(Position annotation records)
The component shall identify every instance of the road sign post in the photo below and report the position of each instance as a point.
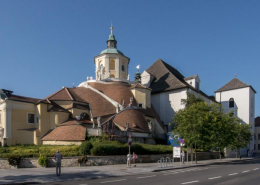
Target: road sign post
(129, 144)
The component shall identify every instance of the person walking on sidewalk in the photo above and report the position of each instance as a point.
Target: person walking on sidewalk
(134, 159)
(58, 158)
---
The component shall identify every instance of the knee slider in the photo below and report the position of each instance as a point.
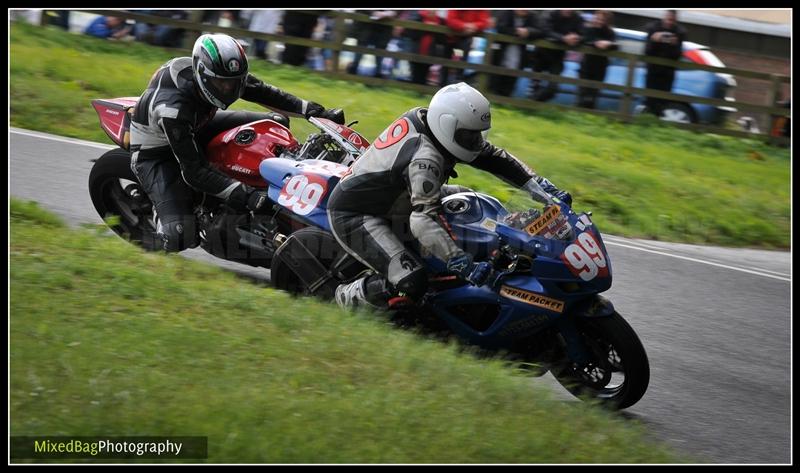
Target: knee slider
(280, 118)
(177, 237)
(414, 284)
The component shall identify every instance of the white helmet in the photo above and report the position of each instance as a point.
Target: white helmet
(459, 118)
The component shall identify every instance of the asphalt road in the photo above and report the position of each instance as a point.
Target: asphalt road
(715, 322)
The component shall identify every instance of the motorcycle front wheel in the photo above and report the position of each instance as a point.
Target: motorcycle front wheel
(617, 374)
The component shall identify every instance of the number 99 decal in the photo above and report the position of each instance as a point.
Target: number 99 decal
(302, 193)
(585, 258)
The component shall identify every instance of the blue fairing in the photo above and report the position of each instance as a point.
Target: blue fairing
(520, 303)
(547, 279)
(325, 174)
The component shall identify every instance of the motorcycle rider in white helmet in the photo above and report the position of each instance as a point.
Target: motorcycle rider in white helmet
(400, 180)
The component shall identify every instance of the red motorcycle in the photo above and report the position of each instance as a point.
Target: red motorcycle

PROBLEM: Reproduce verbatim the part of the lines above that opens with the line containing "The component shall identify every instance of the blue" and closes with the line containing "Target: red motorcycle", both of those lines included.

RESULT OF THIS TASK:
The component shall identify every instance of the blue fairing in the photo above and report the position of each instance as a point.
Target: blue fairing
(520, 303)
(547, 279)
(325, 174)
The component shall identify every instance of the motorcycle rider in white helmet in the photo above and report the position of each instance as a point.
Target: motorcycle rider in white helmet
(400, 180)
The component shall identify every instance of the red motorcycle in the photo above and report the position of each instance as a point.
Target: red motorcycle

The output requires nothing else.